#### EXERCISES TO COMPLETE:
1: Read the article below about the cyber attacks. Decide whether each statement agrees with it, and answer yes or no, quoting the article's deciding words exactly. (a) The malicious codes were distributed from Internet protocols in North Korea. (b) The damage from the third round of attacks was smaller than from the previous two. (c) Signs of a fourth round of attacks were detected.
2: Summarize the article below about the cyber attacks in two sentences.

[EXCERPT TO READ — start]

Posted July. 11, 2009 09:20,
The North Korean military`s cyber warfare unit is believed to be responsible for this week`s massive cyber attacks on major South Korean and U.S. government and civilian Web sites.
South Korea`s National Intelligence Service said this to lawmakers yesterday.
Park Sung-do, second deputy director of the service, told an unofficial meeting with members of the National Assemblys intelligence committee yesterday morning that a research center called "No. 110," under the Reconnaissance Bureau of the North Korean Peoples Army is believed to have masterminded the distributed denial-of-service (DDoS) attacks.
The intelligence agency obtained data that Pyongyang gave an order around June 7 to covertly destroy Seouls telecommunications network and develop a hacking program.
In addition, intelligence found circumstantial evidence that the North conducted a mock hacking exercise against the computer science department of Tongmyong University in Busan and the Korea Information Security Agency. South Korean and U.S. intelligence authorities Saturday also detected signs that 12,000 South Korean and 8,000 U.S. computers will likely have problems.
The intelligence agency suspects North Korea because the methods used in this weeks cyber attacks are similar to those adopted by the North before, and the target of the attacks are focused on certain Web sites.
The malicious codes were distributed by 86 Internet protocols in 16 countries, including 28 in the United States, 22 in Japan, seven in China and five in South Korea. North Korea was not included among those countries.
The 26 personal computers infected with the malicious codes had professional software programs installed, including Visual Studio 2008. The spy agency said such circumstances indicated that the attack was elaborately planned to prevent Internet protocol reverse tracking.
Web site disruptions abated yesterday on the fourth day of the DDoS attacks, however, with fewer cases of computer destruction by malicious codes reported. Online security experts said the situation shows signs of abating, though it is too early to feel totally safe.
They said the damage from the third round of attacks was smaller than the previous two because of relatively low Internet traffic and most of the affected Web sites changed their Internet addresses. The government also blocked host sites that cause unsuspecting users to download malicious codes.
There were no signs of a fourth round of attacks.
From midnight today, the malicious codes hidden in zombie computers began to be executed, formatting hard disks on those computers. Fears arose that as many as tens of thousands of computers could be destroyed, but just 263 computers were reported destroyed as of 4 p.m. yesterday.
Seoul will set aside 20 billion won (1.56 million U.S. dollars) to increase equipment to cope with additional DDoS attacks. It plans to install traffic distribution equipment on major public Internet sites.

[EXCERPT TO READ — finish]
[DATA EXTRACT — start]

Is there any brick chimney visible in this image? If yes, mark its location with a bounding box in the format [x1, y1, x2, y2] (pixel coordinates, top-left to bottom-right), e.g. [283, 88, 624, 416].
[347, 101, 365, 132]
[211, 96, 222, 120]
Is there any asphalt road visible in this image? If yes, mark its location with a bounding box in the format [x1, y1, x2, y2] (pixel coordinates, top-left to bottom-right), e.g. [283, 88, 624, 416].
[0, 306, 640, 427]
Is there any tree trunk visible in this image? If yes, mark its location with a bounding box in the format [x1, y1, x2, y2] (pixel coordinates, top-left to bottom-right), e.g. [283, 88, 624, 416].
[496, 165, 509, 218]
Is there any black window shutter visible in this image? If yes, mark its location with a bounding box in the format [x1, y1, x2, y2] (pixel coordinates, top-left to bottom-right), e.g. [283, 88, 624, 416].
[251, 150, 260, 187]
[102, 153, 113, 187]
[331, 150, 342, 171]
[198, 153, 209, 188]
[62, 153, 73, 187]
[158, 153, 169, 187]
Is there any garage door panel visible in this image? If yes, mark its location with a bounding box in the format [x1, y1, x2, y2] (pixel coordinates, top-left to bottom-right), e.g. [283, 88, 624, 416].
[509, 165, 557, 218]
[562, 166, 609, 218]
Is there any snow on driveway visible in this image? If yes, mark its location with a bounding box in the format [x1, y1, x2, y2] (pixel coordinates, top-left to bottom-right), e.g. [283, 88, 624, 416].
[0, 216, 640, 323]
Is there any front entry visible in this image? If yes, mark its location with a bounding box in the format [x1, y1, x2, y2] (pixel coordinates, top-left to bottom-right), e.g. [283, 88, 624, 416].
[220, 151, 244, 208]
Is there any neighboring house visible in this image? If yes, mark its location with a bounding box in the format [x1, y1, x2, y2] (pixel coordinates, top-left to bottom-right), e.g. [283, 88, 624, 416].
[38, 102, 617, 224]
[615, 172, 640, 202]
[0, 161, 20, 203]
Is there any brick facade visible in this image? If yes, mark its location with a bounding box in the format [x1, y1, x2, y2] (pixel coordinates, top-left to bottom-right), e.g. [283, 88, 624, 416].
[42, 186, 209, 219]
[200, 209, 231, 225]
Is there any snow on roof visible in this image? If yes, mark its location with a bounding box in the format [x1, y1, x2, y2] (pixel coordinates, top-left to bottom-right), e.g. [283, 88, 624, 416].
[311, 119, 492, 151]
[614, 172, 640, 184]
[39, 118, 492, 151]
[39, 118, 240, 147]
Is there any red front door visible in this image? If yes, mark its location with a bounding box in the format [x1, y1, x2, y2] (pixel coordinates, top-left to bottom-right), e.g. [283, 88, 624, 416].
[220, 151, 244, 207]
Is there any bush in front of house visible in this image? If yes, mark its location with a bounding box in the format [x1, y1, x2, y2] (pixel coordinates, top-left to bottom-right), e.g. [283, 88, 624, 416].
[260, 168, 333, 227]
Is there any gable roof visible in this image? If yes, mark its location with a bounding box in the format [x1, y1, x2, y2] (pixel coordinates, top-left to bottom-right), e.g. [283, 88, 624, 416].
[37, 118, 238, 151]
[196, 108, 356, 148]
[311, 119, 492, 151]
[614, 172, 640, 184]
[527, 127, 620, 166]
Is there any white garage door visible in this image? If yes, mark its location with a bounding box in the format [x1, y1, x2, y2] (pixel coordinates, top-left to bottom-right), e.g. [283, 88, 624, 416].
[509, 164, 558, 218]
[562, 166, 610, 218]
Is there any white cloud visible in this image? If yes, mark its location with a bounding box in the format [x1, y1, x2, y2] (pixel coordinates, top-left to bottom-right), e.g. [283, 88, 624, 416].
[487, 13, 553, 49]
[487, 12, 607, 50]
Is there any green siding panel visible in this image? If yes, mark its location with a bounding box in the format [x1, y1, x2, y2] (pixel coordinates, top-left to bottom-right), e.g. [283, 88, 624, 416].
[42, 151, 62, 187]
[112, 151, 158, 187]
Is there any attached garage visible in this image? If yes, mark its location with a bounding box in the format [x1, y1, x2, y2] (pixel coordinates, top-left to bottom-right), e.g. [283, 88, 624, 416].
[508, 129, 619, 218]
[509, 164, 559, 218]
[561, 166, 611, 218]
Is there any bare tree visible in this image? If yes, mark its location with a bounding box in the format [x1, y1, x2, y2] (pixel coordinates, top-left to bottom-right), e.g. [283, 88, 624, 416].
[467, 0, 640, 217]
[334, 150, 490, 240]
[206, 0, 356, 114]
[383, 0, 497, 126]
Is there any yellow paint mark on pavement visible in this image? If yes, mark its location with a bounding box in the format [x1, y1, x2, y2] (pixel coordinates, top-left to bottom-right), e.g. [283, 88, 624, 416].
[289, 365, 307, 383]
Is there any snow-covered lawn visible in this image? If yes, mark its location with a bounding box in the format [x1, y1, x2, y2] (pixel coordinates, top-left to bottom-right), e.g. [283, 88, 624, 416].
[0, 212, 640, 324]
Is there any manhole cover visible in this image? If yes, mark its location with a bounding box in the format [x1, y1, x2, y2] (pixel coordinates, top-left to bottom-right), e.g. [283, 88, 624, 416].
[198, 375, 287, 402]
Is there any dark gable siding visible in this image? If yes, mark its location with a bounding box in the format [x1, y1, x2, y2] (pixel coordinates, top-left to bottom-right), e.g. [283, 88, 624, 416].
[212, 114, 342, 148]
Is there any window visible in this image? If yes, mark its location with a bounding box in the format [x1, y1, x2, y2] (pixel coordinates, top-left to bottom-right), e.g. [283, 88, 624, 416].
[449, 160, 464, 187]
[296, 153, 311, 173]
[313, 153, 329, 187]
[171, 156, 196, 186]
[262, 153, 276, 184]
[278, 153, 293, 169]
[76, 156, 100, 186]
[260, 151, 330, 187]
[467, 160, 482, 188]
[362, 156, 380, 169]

[DATA EXTRACT — finish]

#### OUTPUTS IN ORDER:
1:
(a) No: "North Korea was not included among those countries."
(b) Yes: "the damage from the third round of attacks was smaller than the previous two"
(c) No: "There were no signs of a fourth round of attacks."

2: South Korea's National Intelligence Service told lawmakers that a North Korean military research center called "No. 110" is believed to have masterminded this week's massive DDoS attacks on South Korean and U.S. Web sites, because the methods resembled ones the North had used before and the attacks focused on certain Web sites. Web site disruptions abated on the fourth day of the attacks with no signs of a fourth round, and Seoul plans to install traffic distribution equipment on major public Internet sites to cope with additional attacks.